_TASK SET_
**a)** Answer these questions from the passage on health care spending:
(i) What share of gross domestic product is health care spending projected to reach within the next ten years?
(ii) Which policy in the federal tax code does the passage identify as a key problem?
(iii) Roughly how much of the $2.4 trillion spent nationally on health care comes from taxpayer dollars?
**b)** Proceed with the passage on health care spending, writing on from its final sentence and taking up the third of the three issues it announces.

_EXCERPTED PASSAGE_
————————

Here’s a good summary of the major pathologies in our healthcare system. The author thinks:
The projection that health care spending will reach nearly 20 percent of gross domestic product (GDP) within the next ten years confirms what every leading health care economist is saying: health care spending is out of control, and the time for action is now. But these are not signs that the health care market has failed.
Nope. Again, the problem is government. Three major issues this author cites are:
a) One key problem lies in the federal tax code – specifically, the federal tax exclusion for employer-provided coverage. It is this policy that causes most Americans to rely on their employers for health coverage. But small businesses frequently cannot afford group insurance for their employees, and large companies have tended to restrict the choices of employee coverage on the false premise that such restrictions would restrain cost growth.
b) Another major distortion in the market is the huge amount of spending the government pumps into Medicare and Medicaid. As the projections show, about half of the $2.4 trillion we spend on all health care nationally comes from taxpayer dollars. And when government pours that much money into any sector, prices go up. The cost of private insurance is also affected, since these programs create benchmarks for private plans.

————————

_INPUT DATA_

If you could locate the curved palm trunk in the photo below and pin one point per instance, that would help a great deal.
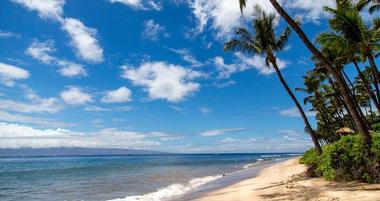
(306, 121)
(374, 67)
(367, 86)
(353, 108)
(376, 74)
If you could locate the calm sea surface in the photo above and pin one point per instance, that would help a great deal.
(123, 178)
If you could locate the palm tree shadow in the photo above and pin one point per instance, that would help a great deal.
(312, 191)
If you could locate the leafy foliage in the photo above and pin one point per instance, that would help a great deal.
(346, 159)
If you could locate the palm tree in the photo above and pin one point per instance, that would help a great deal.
(374, 5)
(353, 108)
(265, 42)
(350, 26)
(344, 53)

————————

_RESULTS FOR THE EXERCISE_
**a)**
(i) Nearly 20 percent.
(ii) The federal tax exclusion for employer-provided coverage.
(iii) About half.

**b)**
c) And… One of the big problems in health care is that prices are opaque. In the Milwaukee area you can pay $100,000 for a bypass operation at one hospital, and just $48,000 for the same procedure at another hospital. But most patients – and sometimes even the doctors – don’t know this.
Now, progressives say they are only concerned about resolving problems that will mean 100% coverage for all Americans. They don’t care how they get there. But short of sticking the government jackboot into people’s necks, there is a way you can asymptotically approach universal coverage: refundable tax credits. Carrots are better than sticks. (We can already see the unraveling of the Massachusett’s plan, which has most of the elements of Hilarycare 2.0.)